[ASSIGNMENT]:
Look below for lines that hold the string "black" and copy each one.

Stored data
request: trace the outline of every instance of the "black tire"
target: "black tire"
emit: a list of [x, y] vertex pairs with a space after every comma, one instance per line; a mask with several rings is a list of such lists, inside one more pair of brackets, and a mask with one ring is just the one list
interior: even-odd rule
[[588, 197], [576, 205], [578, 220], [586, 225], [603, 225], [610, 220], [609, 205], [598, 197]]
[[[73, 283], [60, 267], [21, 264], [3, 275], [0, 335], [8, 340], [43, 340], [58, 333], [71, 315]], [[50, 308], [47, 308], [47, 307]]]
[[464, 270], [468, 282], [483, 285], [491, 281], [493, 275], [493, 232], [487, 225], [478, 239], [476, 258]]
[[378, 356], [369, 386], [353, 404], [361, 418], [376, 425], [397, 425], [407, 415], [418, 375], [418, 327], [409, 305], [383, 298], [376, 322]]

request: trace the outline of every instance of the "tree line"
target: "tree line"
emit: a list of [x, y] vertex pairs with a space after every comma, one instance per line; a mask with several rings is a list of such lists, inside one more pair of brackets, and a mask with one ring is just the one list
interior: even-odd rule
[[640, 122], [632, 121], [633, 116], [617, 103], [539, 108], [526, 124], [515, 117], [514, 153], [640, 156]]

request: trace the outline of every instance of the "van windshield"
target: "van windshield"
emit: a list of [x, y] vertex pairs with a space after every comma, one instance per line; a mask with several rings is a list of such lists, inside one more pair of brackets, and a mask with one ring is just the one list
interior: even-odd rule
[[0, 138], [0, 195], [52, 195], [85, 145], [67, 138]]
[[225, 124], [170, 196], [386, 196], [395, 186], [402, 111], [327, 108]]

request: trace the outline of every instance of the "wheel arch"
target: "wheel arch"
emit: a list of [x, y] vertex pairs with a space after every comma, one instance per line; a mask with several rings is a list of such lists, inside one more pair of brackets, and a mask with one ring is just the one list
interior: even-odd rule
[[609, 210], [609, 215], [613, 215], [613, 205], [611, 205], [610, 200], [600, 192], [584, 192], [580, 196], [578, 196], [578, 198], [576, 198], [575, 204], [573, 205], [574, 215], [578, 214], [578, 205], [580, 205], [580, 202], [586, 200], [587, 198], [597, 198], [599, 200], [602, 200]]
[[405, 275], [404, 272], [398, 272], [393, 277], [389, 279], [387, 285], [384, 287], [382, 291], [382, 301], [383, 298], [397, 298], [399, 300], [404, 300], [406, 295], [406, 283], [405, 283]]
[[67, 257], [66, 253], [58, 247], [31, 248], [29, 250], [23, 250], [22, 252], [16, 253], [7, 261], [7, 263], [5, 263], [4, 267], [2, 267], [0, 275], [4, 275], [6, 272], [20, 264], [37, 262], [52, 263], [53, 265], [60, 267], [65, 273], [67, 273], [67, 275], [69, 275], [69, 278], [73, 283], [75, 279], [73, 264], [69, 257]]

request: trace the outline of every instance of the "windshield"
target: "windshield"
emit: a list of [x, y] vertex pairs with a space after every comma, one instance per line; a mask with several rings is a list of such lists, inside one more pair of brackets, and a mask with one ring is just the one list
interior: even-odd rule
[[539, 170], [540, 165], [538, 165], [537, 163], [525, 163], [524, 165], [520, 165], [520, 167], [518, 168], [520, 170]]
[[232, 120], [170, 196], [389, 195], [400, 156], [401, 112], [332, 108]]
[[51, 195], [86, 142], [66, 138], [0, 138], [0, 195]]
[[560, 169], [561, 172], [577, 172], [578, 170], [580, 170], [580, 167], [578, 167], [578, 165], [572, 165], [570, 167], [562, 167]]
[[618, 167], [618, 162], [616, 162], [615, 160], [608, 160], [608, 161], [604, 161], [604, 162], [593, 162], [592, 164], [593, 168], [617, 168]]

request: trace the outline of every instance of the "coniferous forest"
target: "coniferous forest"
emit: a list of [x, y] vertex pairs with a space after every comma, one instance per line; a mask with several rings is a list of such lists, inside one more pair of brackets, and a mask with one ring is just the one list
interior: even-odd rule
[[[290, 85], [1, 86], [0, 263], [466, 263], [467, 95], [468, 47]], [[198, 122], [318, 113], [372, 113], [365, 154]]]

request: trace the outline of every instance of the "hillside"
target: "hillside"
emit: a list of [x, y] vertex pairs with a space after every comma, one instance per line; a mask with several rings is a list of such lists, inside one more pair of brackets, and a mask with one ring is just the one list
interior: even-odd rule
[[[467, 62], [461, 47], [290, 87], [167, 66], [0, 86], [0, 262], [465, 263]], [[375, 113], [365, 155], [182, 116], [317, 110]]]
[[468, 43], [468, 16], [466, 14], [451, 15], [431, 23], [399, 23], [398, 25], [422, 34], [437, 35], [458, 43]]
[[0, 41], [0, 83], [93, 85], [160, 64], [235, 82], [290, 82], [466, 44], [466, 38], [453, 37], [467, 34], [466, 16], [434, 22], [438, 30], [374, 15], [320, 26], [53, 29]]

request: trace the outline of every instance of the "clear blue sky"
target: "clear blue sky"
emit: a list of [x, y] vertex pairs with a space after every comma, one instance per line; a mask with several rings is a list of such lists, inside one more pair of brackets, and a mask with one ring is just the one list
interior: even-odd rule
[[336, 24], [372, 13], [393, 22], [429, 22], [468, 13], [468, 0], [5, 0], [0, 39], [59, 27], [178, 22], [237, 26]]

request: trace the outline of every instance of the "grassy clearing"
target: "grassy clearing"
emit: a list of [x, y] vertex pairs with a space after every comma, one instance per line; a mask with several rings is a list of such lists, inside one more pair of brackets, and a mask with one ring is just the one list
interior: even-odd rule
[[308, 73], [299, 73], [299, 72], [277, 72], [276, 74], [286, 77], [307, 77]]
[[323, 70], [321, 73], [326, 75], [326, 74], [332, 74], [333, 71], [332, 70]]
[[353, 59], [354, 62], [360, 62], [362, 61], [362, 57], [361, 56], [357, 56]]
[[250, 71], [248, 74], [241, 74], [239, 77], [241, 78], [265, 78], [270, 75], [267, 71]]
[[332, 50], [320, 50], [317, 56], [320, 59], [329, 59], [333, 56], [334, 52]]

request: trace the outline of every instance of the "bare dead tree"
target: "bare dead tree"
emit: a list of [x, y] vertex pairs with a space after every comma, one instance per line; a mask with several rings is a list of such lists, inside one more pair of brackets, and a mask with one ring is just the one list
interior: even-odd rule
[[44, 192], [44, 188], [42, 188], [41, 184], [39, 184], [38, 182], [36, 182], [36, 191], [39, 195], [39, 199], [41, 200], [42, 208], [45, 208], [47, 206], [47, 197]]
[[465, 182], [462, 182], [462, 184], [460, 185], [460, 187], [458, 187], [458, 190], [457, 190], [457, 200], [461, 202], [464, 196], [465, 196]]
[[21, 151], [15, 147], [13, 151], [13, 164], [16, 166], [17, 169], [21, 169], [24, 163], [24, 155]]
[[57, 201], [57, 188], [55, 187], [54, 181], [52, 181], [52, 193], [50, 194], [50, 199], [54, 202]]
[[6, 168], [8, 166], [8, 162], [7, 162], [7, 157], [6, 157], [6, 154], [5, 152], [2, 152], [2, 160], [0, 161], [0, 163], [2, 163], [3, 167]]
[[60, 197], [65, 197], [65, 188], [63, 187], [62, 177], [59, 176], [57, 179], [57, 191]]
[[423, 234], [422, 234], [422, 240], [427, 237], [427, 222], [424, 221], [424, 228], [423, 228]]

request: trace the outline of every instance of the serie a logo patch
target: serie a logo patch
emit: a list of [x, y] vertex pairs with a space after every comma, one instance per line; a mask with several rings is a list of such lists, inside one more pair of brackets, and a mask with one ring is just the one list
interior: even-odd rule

[RESULT OF THE TASK]:
request: trace the outline of every instance of the "black tire"
target: "black tire"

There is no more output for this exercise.